Culture | November 19th, 2014
An elephant is buried under Horace Mann Elementary school. At least, local legend tells us this.
It’s a story almost as old as Fargo itself: an elephant with a traveling circus died during a tour stop in town and was buried on the land where Horace Mann now stands.
The legend has persisted through the ages, through Horace Mann alumni, employees and neighborhood residents. Today, however, the story that has lost a lot of steam, reduced to a hokey little Fargo myth that many people toss aside.
But there are those who believe there’s something to this story, or at least a basis for it all. It’s why I teamed up with some of the savvy experts on the elephant legend earlier this year for one last big effort to research this story to a conclusion. And we’ve come a long way in nine months.
It was during last February, up to my elbows in dishwater at my old hotel job, that I decided to take a crack at the legend. It was winter. I was bored. I knew the story from my years in Fargo Public Schools, and it’s one that’s fairly well-known in Fargo.

____

■ Complete the following
1. Answer these from the elephant legend article:
(a) Which school is the elephant said to be buried under?
(b) With what kind of group was the elephant traveling when it died?
(c) What job was the writer doing when they decided to take a crack at the legend?
2. From the elephant legend article, return the stretch from "Culture | November" through "Mann now stands.", copied word for word.

■ Collected material
____

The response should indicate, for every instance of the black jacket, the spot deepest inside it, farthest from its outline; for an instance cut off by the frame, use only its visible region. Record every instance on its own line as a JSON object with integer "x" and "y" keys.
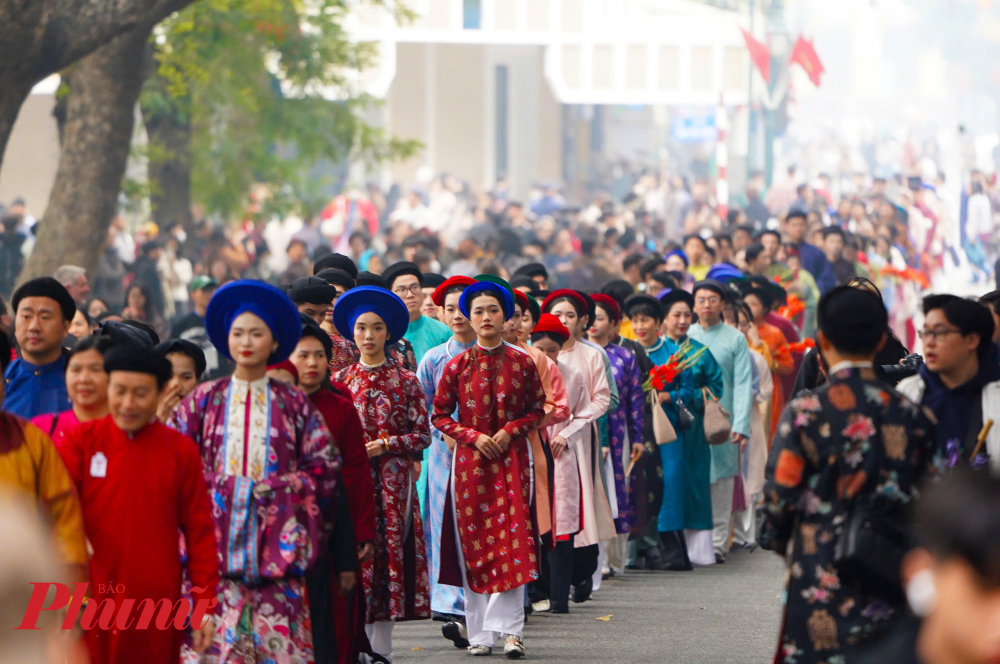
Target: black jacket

____

■ Responses per task
1.
(a) Horace Mann Elementary school
(b) A traveling circus
(c) Washing dishes at an old hotel job

2.
Culture | November 19th, 2014
An elephant is buried under Horace Mann Elementary school. At least, local legend tells us this.
It’s a story almost as old as Fargo itself: an elephant with a traveling circus died during a tour stop in town and was buried on the land where Horace Mann now stands.